• _SHORT EXERCISE 1_:
In the essay on the Count and Peterson, why does Peterson say we should hold true to western culture's reliance on a "general courageous trust"? Explain in one to three sentences.
• _SHORT EXERCISE 2_:
Transcribe the essay on the Count and Peterson word for word, starting with "Orphaned early, our" and going on through "least discuss this.".

• _SELECTED EXTRACT_:
(begin)

Orphaned early, our Count makes constant reference to the words and character of his godfather and mentor, the Grand Duke Demidov, a man ‘who generally prized industry over nonsense’ and who imparted to the Count the advice ‘that if a man does not master his circumstances then he is bound to be mastered by them’, even if such mastery is taken in tiny steps over small things. That one must hold fast to one’s individual identity, a feature of character and not of things nor of birth, are themes of both Papa Washington and Peterson, as much as they are themes of Towles, and as they were, I would add, of the American vision of Martin Luther King. Exile within one’s own country, a motif of ‘A Gentleman’, is something felt by many in a fracturing US Republic. It should not be too late to at least discuss this.
When it comes to character and identity, Peterson points out that the logical flaw of current diversity-mongering and the impulse to equalisation lies in its ‘intersectionality’ and encouragement of a snitching surveillance. Where do you end when dividing up people by traits and who decides on the traits? Who is to monitor and report on regulations determined to ensure we comply with such decisions? Let alone who is to regulate the regulators, in all of their petty spite and willing corruption? Peterson suggests we should jealously hold true to western culture’s greatest achievement, that it relies on what he calls in a recent interview a ‘general courageous trust’, without which we are ‘ruled by thugs’.
I can only say that I think the Count would concur entirely.

(end)

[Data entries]
(begin)

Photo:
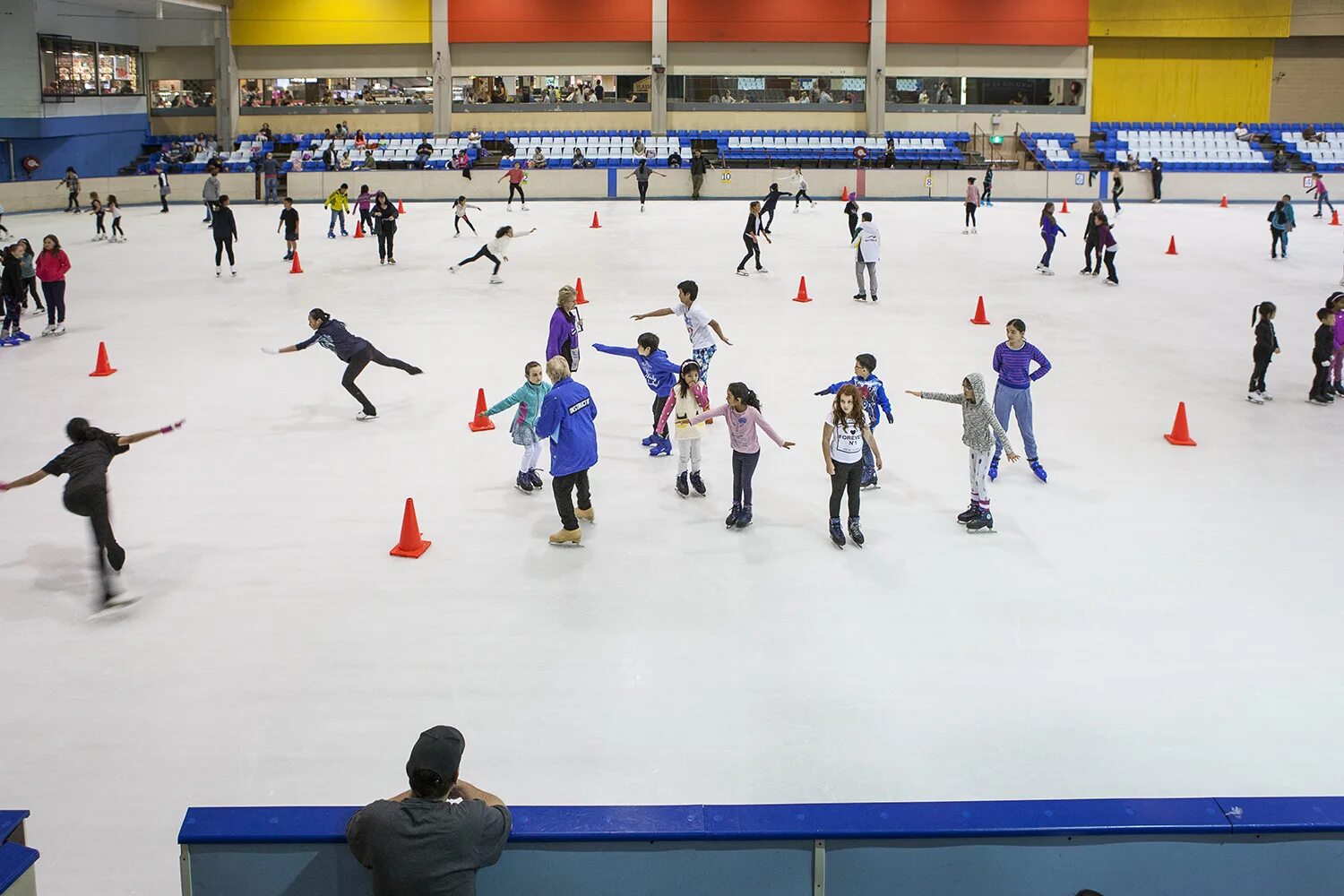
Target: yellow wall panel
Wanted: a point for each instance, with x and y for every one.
(258, 23)
(1182, 80)
(1190, 18)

(end)

• _REPLY 1_:
Peterson argues that western culture's greatest achievement is its reliance on a "general courageous trust." Without that trust, he says, we are "ruled by thugs."

• _REPLY 2_:
Orphaned early, our Count makes constant reference to the words and character of his godfather and mentor, the Grand Duke Demidov, a man ‘who generally prized industry over nonsense’ and who imparted to the Count the advice ‘that if a man does not master his circumstances then he is bound to be mastered by them’, even if such mastery is taken in tiny steps over small things. That one must hold fast to one’s individual identity, a feature of character and not of things nor of birth, are themes of both Papa Washington and Peterson, as much as they are themes of Towles, and as they were, I would add, of the American vision of Martin Luther King. Exile within one’s own country, a motif of ‘A Gentleman’, is something felt by many in a fracturing US Republic. It should not be too late to at least discuss this.